• Reading text
⟨

[antlr-interest] Re: Antlr noobie, nondeterminism abounds

lgcraymer lgc at mail1.jpl.nasa.gov
Sat May 8 23:53:36 PDT 2004


You are trying to do too much in the lexer.  Consider factoring things
a bit:


--- In antlr-interest at yahoogroups.com, "WesSantee" <jws01 at t...> wrote:
> Greetings all,
> 
> I'm just getting started in antlr (and language recognition in
> general).  I've been looking through some of the examples, but after
> trying my hand at my own grammar, I'm getting lexical nondeterminism
> warnings everywhere, and I don't know how to get around them.
> 
> Here's an example:
> 
> 1) Create a lexer rule representing exactly four decimal digits.
> 2) Create a lexer rule representing any 32-bit unsigned decimal value.

These should be alternatives in a single rule:

num
    :
    DIGIT (DIGIT (DIGIT)? )?
    |  DIGIT DIGIT DIGIT DIGIT ( (DIGIT)+ | { _ttype = DIG4; }
    ;

where DIGIT is protected and DIG4 is defined in the tokens section.

⟩

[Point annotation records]
⟨

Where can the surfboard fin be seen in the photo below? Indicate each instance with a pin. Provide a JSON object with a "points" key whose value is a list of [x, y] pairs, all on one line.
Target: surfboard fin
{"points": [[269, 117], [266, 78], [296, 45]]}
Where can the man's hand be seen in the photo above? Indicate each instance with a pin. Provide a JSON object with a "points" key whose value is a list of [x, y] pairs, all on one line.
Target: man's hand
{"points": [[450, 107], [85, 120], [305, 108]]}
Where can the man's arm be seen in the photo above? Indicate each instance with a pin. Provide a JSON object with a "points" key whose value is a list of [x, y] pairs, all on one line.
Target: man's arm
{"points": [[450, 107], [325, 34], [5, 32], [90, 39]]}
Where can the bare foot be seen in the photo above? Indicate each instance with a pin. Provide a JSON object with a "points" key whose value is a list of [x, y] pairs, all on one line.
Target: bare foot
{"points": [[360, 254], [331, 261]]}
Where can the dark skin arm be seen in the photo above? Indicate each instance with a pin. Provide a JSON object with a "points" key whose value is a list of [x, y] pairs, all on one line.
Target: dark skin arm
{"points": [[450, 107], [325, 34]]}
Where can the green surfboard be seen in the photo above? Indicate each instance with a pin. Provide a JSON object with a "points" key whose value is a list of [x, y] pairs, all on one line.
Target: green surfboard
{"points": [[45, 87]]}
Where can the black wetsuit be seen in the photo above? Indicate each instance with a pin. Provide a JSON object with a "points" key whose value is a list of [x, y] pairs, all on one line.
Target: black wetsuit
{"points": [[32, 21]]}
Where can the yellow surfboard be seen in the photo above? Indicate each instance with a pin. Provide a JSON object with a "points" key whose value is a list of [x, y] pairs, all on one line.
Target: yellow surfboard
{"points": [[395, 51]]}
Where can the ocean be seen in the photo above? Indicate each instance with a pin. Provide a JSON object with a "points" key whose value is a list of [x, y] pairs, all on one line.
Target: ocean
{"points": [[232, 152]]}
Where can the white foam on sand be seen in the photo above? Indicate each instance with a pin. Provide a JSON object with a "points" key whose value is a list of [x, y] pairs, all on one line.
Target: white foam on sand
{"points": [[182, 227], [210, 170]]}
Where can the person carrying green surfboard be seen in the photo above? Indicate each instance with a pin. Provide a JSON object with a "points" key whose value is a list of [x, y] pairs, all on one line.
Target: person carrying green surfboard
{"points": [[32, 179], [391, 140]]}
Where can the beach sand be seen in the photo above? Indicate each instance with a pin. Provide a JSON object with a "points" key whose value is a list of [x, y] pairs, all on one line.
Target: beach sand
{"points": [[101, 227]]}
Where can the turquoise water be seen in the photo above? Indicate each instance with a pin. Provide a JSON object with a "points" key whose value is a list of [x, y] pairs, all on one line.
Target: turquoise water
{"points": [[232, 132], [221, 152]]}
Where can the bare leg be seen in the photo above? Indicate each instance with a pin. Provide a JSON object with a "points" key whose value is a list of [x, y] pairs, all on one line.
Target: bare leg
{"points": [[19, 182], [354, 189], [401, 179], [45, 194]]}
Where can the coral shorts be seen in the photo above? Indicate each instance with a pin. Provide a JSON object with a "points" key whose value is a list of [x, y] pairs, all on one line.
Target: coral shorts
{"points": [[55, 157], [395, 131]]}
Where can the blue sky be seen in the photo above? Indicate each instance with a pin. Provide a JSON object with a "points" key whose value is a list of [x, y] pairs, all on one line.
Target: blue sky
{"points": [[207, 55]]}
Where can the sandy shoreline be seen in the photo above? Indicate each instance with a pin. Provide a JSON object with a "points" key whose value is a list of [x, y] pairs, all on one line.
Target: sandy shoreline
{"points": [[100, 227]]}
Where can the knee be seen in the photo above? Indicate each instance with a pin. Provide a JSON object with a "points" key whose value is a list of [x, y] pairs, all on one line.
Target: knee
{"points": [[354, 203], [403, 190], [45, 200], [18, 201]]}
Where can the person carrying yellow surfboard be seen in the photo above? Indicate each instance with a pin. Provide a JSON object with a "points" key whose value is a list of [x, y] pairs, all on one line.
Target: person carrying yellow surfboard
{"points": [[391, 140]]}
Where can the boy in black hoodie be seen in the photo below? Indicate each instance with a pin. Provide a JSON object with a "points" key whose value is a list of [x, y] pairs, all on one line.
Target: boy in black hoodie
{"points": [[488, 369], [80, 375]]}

⟩
⟨

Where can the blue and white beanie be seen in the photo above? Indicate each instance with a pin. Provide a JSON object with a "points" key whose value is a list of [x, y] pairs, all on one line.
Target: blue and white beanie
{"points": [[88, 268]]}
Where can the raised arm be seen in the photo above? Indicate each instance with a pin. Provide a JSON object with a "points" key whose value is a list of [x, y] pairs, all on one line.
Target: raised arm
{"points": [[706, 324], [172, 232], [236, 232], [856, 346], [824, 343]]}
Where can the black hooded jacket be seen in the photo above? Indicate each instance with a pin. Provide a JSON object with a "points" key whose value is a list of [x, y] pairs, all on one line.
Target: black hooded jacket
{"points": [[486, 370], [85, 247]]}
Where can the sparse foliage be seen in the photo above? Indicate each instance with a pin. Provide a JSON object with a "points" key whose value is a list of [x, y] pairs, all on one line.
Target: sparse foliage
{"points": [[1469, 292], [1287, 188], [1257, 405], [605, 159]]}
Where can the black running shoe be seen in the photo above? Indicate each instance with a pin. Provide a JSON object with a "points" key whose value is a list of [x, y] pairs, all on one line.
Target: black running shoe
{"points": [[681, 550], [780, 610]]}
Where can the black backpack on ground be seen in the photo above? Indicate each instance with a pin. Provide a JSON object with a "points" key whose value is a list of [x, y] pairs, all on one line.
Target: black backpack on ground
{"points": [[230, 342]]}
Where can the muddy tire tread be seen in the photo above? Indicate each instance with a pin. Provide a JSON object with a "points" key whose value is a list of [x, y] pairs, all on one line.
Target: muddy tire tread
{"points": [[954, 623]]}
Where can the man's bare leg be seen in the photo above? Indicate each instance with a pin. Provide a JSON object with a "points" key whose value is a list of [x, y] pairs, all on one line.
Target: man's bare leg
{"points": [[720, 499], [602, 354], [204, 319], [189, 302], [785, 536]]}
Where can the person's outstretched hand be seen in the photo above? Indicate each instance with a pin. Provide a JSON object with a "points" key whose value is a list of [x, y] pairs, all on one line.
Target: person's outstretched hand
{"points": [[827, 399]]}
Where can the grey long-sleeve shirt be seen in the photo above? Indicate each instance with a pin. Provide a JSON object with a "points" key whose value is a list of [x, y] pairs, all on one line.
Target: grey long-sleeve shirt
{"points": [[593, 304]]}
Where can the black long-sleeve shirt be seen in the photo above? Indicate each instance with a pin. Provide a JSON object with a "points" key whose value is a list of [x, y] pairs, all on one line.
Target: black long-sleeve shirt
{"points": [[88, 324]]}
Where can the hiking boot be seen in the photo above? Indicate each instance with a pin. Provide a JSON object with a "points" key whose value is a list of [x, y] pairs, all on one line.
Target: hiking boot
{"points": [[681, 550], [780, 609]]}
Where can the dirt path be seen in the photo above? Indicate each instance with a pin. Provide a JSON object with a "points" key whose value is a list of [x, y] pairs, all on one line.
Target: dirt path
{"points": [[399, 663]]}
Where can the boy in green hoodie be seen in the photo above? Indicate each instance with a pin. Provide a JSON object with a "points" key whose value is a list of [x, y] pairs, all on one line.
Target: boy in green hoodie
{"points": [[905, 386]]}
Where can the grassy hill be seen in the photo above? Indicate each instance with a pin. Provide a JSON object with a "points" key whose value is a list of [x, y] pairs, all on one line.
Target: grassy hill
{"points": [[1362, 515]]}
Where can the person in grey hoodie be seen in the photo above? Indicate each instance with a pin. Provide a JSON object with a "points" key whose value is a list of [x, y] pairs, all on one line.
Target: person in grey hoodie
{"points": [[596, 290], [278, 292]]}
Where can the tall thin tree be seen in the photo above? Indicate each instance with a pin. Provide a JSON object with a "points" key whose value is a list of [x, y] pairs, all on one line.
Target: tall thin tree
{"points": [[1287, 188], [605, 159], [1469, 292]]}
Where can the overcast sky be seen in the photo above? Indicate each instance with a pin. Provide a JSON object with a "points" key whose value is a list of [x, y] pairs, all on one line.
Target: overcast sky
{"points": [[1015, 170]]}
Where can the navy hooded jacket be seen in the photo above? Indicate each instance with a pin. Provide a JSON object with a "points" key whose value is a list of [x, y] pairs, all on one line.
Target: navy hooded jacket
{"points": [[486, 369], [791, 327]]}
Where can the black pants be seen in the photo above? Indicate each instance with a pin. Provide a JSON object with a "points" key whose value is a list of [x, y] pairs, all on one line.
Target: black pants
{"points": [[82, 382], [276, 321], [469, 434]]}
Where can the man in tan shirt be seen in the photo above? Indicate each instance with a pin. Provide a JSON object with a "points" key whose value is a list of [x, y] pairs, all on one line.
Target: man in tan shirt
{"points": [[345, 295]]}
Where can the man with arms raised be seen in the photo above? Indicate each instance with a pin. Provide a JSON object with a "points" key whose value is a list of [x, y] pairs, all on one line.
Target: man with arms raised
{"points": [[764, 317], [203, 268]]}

⟩

• Instruction
Repeat the ANTLR mailing list post in full, word for word, from its subject line to its last sentence.

• Response to the exercise
[antlr-interest] Re: Antlr noobie, nondeterminism abounds

lgcraymer lgc at mail1.jpl.nasa.gov
Sat May 8 23:53:36 PDT 2004


You are trying to do too much in the lexer.  Consider factoring things
a bit:


--- In antlr-interest at yahoogroups.com, "WesSantee" <jws01 at t...> wrote:
> Greetings all,
> 
> I'm just getting started in antlr (and language recognition in
> general).  I've been looking through some of the examples, but after
> trying my hand at my own grammar, I'm getting lexical nondeterminism
> warnings everywhere, and I don't know how to get around them.
> 
> Here's an example:
> 
> 1) Create a lexer rule representing exactly four decimal digits.
> 2) Create a lexer rule representing any 32-bit unsigned decimal value.

These should be alternatives in a single rule:

num
    :
    DIGIT (DIGIT (DIGIT)? )?
    |  DIGIT DIGIT DIGIT DIGIT ( (DIGIT)+ | { _ttype = DIG4; }
    ;

where DIGIT is protected and DIG4 is defined in the tokens section.